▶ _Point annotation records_

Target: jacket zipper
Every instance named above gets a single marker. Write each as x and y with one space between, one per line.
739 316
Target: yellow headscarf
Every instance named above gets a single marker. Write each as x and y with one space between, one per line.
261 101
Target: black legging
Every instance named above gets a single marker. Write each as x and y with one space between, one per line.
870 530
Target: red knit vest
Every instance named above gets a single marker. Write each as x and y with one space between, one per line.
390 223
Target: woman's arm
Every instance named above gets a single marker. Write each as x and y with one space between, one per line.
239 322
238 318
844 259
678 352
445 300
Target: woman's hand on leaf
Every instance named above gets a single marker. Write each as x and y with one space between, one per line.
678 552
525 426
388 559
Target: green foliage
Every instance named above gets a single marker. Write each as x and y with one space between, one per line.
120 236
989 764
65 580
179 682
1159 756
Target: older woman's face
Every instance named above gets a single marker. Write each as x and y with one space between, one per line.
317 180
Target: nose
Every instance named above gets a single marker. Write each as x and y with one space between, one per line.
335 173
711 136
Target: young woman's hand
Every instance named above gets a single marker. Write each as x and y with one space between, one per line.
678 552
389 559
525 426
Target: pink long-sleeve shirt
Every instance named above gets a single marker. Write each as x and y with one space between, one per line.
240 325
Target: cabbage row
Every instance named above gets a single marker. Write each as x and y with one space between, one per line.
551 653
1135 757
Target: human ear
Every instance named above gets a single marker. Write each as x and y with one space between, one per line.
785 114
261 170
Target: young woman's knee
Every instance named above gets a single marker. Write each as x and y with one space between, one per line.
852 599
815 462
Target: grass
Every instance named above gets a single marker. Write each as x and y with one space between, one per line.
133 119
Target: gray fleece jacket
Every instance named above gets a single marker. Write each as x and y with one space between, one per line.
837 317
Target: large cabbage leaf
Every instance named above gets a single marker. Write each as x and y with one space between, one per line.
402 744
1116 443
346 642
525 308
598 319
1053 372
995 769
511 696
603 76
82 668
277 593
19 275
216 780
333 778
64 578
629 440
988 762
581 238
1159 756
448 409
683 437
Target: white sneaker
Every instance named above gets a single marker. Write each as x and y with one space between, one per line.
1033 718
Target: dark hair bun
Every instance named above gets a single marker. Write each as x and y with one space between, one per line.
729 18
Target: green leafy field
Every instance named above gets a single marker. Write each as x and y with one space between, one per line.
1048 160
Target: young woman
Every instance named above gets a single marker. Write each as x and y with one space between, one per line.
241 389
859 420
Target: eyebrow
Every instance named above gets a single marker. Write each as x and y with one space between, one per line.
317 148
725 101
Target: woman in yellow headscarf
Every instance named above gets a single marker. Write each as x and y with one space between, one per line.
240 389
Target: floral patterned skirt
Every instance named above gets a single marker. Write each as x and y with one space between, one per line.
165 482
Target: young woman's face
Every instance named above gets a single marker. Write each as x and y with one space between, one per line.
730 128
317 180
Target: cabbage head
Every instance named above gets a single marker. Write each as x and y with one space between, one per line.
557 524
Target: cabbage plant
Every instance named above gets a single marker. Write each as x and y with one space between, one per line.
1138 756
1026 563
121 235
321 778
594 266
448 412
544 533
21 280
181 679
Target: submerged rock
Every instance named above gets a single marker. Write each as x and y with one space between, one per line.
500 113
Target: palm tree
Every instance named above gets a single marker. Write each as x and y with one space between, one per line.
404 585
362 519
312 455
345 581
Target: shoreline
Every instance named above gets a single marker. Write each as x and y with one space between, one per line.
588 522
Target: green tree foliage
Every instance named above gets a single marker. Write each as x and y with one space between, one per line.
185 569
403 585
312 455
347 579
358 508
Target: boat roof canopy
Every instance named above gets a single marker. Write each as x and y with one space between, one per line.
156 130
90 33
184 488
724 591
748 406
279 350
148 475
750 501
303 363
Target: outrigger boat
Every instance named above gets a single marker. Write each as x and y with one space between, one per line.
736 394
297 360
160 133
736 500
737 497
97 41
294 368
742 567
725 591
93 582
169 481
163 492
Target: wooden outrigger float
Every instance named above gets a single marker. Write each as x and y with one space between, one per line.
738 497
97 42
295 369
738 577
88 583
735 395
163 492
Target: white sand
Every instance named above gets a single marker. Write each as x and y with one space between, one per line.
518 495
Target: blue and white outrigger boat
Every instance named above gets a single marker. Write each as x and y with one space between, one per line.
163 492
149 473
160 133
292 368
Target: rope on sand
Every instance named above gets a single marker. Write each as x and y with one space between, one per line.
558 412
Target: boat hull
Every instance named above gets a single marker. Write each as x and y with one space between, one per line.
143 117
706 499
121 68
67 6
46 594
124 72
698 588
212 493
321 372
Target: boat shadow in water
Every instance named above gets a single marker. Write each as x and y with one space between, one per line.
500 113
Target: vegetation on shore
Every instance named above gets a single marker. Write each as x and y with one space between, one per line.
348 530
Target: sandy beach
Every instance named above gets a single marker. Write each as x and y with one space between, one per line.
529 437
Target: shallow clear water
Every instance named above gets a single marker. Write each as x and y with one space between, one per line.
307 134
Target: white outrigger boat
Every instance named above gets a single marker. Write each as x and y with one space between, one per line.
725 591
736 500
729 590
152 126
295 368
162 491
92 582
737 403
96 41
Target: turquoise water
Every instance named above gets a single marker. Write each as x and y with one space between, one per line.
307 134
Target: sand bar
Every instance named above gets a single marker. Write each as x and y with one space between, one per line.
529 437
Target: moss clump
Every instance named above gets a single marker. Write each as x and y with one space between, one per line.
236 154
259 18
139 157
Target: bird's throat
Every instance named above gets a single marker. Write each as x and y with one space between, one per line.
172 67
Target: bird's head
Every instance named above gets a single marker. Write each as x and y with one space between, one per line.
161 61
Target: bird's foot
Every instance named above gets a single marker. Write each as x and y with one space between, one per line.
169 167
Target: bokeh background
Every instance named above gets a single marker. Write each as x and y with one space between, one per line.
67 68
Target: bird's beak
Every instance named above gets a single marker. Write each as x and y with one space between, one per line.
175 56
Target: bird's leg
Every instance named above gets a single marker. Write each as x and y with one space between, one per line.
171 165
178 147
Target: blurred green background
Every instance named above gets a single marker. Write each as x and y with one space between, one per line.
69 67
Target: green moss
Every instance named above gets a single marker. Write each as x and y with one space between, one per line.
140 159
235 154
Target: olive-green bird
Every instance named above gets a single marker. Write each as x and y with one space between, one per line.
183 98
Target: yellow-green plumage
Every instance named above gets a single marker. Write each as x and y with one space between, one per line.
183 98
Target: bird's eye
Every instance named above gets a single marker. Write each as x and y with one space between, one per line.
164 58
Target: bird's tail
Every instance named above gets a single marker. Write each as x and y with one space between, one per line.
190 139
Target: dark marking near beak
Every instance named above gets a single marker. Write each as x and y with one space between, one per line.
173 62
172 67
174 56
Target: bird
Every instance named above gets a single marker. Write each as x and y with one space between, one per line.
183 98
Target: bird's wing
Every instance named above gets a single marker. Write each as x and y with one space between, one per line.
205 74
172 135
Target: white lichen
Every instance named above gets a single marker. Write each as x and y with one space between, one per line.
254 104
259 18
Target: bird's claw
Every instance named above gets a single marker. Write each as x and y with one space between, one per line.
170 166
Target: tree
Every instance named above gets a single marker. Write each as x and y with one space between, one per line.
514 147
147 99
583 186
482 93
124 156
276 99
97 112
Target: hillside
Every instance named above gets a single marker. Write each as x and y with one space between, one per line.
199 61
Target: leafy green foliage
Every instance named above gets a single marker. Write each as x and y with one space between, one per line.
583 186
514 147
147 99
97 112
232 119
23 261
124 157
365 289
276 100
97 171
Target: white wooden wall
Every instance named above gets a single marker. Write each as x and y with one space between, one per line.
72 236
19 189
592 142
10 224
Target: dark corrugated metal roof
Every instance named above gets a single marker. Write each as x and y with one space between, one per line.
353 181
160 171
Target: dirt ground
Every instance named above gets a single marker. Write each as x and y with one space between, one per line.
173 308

▶ _Exercise task_
Return the lines from the one with "Target: bird's claw" through the end of the records, reproducing them word for word.

▶ _Solution for this task_
Target: bird's claw
Every instance named above gets a single marker. Write each as x and y with one space between, one per line.
170 166
Target: tree
Every instance named above gets a single marker. Write each as x and y with one space between, one per line.
514 147
147 99
583 186
482 93
124 156
276 99
97 112
Target: hillside
Every instance named above gets a single marker. Write each as x and y with one space between, one per line.
199 61
Target: leafy green foliage
Every instance named above gets a single marker. Write each as x and y with one space between, one per line.
583 186
514 147
147 99
97 112
232 119
23 261
124 157
365 289
276 100
97 171
Target: white wooden wall
Every instance named above gets a single marker. Write each as x and y with one space between, one per line.
72 236
19 189
592 142
10 224
Target: dark corrugated metal roof
Every instance named above gets a single marker. Write each as x and y with one space between, one per line.
353 181
160 171
Target: dirt ground
Every instance named above gets a single marker. Write each as x and y with one space between, one per line.
173 308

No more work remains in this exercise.